TASK GOAL:
Rescale the listing from its first line through the line holding "153 235 L 155", both included, by writing every line out again with the requests kept and each number in the answers (the viewBox dimensions and path coordinates) multiplied by 0.45 and rounded to a whole number, halves up. Omit the pictures.

[Segmentation annotation records]
◆ ◆ ◆ ◆ ◆ ◆ ◆

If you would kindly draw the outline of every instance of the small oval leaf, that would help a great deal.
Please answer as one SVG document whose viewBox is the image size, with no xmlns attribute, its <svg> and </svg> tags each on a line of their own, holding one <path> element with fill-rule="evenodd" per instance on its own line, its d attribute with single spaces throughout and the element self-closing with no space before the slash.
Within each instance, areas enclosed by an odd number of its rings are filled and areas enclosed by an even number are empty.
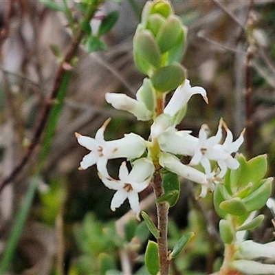
<svg viewBox="0 0 275 275">
<path fill-rule="evenodd" d="M 145 266 L 151 275 L 157 275 L 160 271 L 160 256 L 157 243 L 148 241 L 145 251 Z"/>
<path fill-rule="evenodd" d="M 243 204 L 250 212 L 261 208 L 270 197 L 273 177 L 269 177 L 263 181 L 264 183 L 258 189 L 243 199 Z"/>
<path fill-rule="evenodd" d="M 181 239 L 178 241 L 178 242 L 175 245 L 171 254 L 170 257 L 175 258 L 177 257 L 180 253 L 182 253 L 182 250 L 186 246 L 187 243 L 189 243 L 190 241 L 192 240 L 195 236 L 195 233 L 192 232 L 188 232 L 182 236 Z"/>
<path fill-rule="evenodd" d="M 245 206 L 239 197 L 235 197 L 222 201 L 219 207 L 226 213 L 234 216 L 241 216 L 247 212 Z"/>
<path fill-rule="evenodd" d="M 224 243 L 230 244 L 234 236 L 234 232 L 229 221 L 226 219 L 221 219 L 219 223 L 219 234 Z"/>
<path fill-rule="evenodd" d="M 160 92 L 176 89 L 186 78 L 186 69 L 179 64 L 169 65 L 155 72 L 151 77 L 154 88 Z"/>
<path fill-rule="evenodd" d="M 179 176 L 172 172 L 167 173 L 163 176 L 162 184 L 164 193 L 167 195 L 170 194 L 170 197 L 166 201 L 169 204 L 170 207 L 173 207 L 176 204 L 179 197 L 180 183 Z"/>
<path fill-rule="evenodd" d="M 163 204 L 168 203 L 169 204 L 169 206 L 173 206 L 177 201 L 177 199 L 179 196 L 179 192 L 177 190 L 173 190 L 172 191 L 169 191 L 167 193 L 164 194 L 162 196 L 159 197 L 155 202 L 157 204 Z M 170 204 L 170 201 L 172 202 L 172 206 Z"/>
<path fill-rule="evenodd" d="M 153 235 L 155 236 L 155 239 L 159 239 L 160 238 L 159 231 L 157 230 L 157 228 L 155 226 L 155 223 L 150 219 L 150 217 L 144 211 L 142 211 L 141 214 L 142 216 L 143 219 L 146 222 L 150 232 L 153 234 Z"/>
<path fill-rule="evenodd" d="M 265 216 L 263 214 L 259 214 L 250 222 L 239 226 L 236 228 L 236 231 L 252 230 L 253 229 L 256 228 L 262 223 L 264 219 Z"/>
</svg>

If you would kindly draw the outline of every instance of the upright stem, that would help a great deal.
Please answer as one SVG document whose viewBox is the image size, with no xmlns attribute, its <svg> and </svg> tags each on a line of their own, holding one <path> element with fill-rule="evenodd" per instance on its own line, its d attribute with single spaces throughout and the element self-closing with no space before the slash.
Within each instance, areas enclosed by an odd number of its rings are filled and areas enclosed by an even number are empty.
<svg viewBox="0 0 275 275">
<path fill-rule="evenodd" d="M 159 173 L 155 174 L 153 188 L 155 197 L 157 199 L 164 194 L 162 177 Z M 159 248 L 160 275 L 168 275 L 169 261 L 167 247 L 168 206 L 166 204 L 157 204 L 157 230 L 160 238 L 157 239 Z"/>
</svg>

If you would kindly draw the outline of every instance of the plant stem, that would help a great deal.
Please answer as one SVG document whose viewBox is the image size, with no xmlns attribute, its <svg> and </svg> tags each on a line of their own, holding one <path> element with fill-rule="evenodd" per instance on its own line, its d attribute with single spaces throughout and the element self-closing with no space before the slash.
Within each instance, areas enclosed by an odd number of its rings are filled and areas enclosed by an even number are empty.
<svg viewBox="0 0 275 275">
<path fill-rule="evenodd" d="M 160 174 L 155 174 L 153 186 L 157 199 L 164 194 Z M 160 238 L 157 239 L 157 245 L 159 248 L 160 275 L 168 275 L 169 261 L 167 247 L 168 206 L 166 204 L 157 204 L 157 230 L 160 233 Z"/>
</svg>

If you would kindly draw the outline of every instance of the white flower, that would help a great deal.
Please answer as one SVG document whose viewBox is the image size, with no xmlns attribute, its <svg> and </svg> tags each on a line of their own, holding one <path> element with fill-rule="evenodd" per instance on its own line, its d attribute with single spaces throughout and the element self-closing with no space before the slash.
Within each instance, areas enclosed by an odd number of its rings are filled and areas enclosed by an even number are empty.
<svg viewBox="0 0 275 275">
<path fill-rule="evenodd" d="M 169 116 L 164 113 L 157 116 L 151 126 L 151 137 L 152 140 L 158 138 L 170 125 L 171 119 Z"/>
<path fill-rule="evenodd" d="M 245 274 L 275 274 L 275 265 L 269 265 L 249 260 L 236 260 L 231 267 Z"/>
<path fill-rule="evenodd" d="M 146 148 L 145 140 L 138 135 L 131 133 L 120 140 L 105 141 L 104 131 L 110 120 L 107 120 L 96 133 L 95 138 L 76 133 L 78 143 L 90 150 L 80 162 L 80 170 L 85 170 L 96 164 L 97 169 L 106 175 L 108 160 L 126 157 L 131 160 L 140 157 Z"/>
<path fill-rule="evenodd" d="M 138 120 L 149 120 L 152 113 L 142 101 L 130 98 L 124 94 L 106 93 L 105 100 L 118 110 L 127 111 L 133 113 Z"/>
<path fill-rule="evenodd" d="M 171 99 L 165 107 L 164 113 L 174 116 L 187 104 L 192 95 L 198 94 L 202 96 L 206 103 L 208 102 L 206 91 L 201 87 L 191 87 L 190 81 L 186 79 L 184 82 L 175 91 Z"/>
<path fill-rule="evenodd" d="M 126 162 L 123 162 L 119 170 L 119 179 L 113 179 L 110 176 L 105 177 L 98 173 L 99 177 L 107 187 L 117 190 L 111 202 L 111 209 L 115 211 L 128 198 L 131 208 L 138 217 L 140 212 L 138 193 L 148 186 L 154 171 L 153 162 L 143 157 L 133 162 L 133 168 L 130 173 Z"/>
<path fill-rule="evenodd" d="M 201 191 L 199 197 L 204 197 L 207 195 L 208 188 L 214 190 L 214 180 L 204 173 L 184 164 L 180 160 L 172 154 L 162 153 L 159 159 L 160 164 L 170 172 L 183 177 L 184 179 L 200 184 Z M 210 175 L 210 176 L 212 176 Z"/>
<path fill-rule="evenodd" d="M 226 138 L 223 144 L 222 139 L 222 126 L 226 131 Z M 223 177 L 227 168 L 236 169 L 239 162 L 231 154 L 239 150 L 243 142 L 243 131 L 239 138 L 233 142 L 232 132 L 223 120 L 220 120 L 216 135 L 208 138 L 208 127 L 203 124 L 199 133 L 199 138 L 190 135 L 190 131 L 177 131 L 173 127 L 167 129 L 158 138 L 161 149 L 164 152 L 180 154 L 192 157 L 190 165 L 201 164 L 206 175 L 211 174 L 210 160 L 216 161 L 219 166 L 219 177 Z"/>
</svg>

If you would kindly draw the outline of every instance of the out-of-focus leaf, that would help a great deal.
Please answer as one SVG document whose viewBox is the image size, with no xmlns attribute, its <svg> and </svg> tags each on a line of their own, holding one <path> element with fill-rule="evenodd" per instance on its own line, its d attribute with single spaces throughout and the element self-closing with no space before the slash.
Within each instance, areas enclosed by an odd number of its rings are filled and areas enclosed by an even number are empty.
<svg viewBox="0 0 275 275">
<path fill-rule="evenodd" d="M 86 47 L 88 52 L 90 53 L 96 51 L 105 51 L 107 50 L 106 43 L 96 36 L 90 36 L 88 38 L 86 42 Z"/>
<path fill-rule="evenodd" d="M 65 12 L 66 9 L 64 6 L 58 5 L 56 2 L 51 0 L 40 0 L 40 1 L 48 9 L 56 12 Z"/>
<path fill-rule="evenodd" d="M 182 253 L 182 250 L 189 243 L 189 241 L 191 241 L 192 238 L 194 238 L 194 236 L 195 233 L 192 232 L 188 232 L 182 236 L 173 249 L 173 251 L 170 254 L 171 258 L 175 258 L 177 257 L 179 254 Z"/>
<path fill-rule="evenodd" d="M 109 12 L 101 21 L 98 28 L 98 35 L 101 36 L 109 32 L 118 21 L 119 16 L 120 13 L 118 10 L 113 10 Z"/>
</svg>

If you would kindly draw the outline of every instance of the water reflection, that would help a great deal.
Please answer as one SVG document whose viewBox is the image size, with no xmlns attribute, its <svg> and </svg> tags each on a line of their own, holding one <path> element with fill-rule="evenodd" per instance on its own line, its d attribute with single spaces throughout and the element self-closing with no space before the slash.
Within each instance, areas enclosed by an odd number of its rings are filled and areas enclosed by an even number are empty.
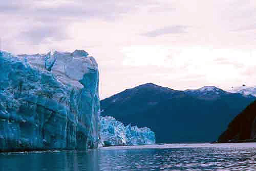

◆ ◆ ◆ ◆ ◆ ◆ ◆

TASK OUTPUT:
If you would kindly draw the outline of every instance of the small oval leaf, that would help a great deal.
Please answer as one SVG document whose viewBox is the image size, with no xmlns attribute, its <svg> and </svg> tags each on a line of their own, holding one <path> element with fill-rule="evenodd" per instance on its own line, its d attribute with single spaces throughout and the element self-closing with no space before the slash.
Within each instance, areas enclosed by an odd number of its rings are filled and areas enclosed by an even number are empty.
<svg viewBox="0 0 124 124">
<path fill-rule="evenodd" d="M 65 120 L 68 124 L 71 124 L 72 122 L 72 115 L 71 109 L 67 108 L 65 113 Z"/>
<path fill-rule="evenodd" d="M 109 92 L 113 95 L 117 94 L 122 89 L 123 80 L 121 80 L 118 81 L 119 82 L 116 85 L 109 90 Z"/>
<path fill-rule="evenodd" d="M 81 108 L 80 108 L 80 109 L 79 110 L 77 114 L 77 116 L 79 116 L 80 116 L 81 114 L 82 114 L 82 113 L 84 111 L 84 109 L 85 109 L 86 108 L 86 108 L 88 106 L 88 105 L 86 104 L 85 104 L 82 106 Z"/>
<path fill-rule="evenodd" d="M 110 93 L 108 89 L 106 89 L 100 90 L 99 93 L 102 96 L 105 97 L 108 97 L 111 95 Z"/>
<path fill-rule="evenodd" d="M 101 109 L 104 110 L 105 106 L 105 104 L 103 99 L 102 99 L 99 99 L 99 100 L 99 105 Z"/>
<path fill-rule="evenodd" d="M 72 41 L 79 40 L 84 35 L 84 31 L 81 29 L 76 29 L 70 32 L 68 35 L 69 40 Z"/>
<path fill-rule="evenodd" d="M 81 79 L 77 77 L 75 78 L 73 79 L 73 83 L 74 87 L 75 88 L 77 87 L 77 89 L 75 90 L 76 92 L 77 93 L 78 93 L 79 92 L 81 89 L 81 82 Z"/>
<path fill-rule="evenodd" d="M 73 92 L 76 91 L 76 92 L 76 93 L 78 93 L 80 90 L 80 90 L 81 88 L 81 86 L 80 86 L 78 86 L 77 86 L 76 86 L 75 87 L 74 87 L 73 88 L 72 89 L 70 91 L 71 92 Z M 77 92 L 77 90 L 77 91 L 77 93 Z"/>
<path fill-rule="evenodd" d="M 69 106 L 70 106 L 70 108 L 72 108 L 72 107 L 72 104 L 71 104 L 71 103 L 70 102 L 70 100 L 68 99 L 68 98 L 65 95 L 64 95 L 63 96 L 64 97 L 64 99 L 66 100 L 68 104 L 69 105 Z"/>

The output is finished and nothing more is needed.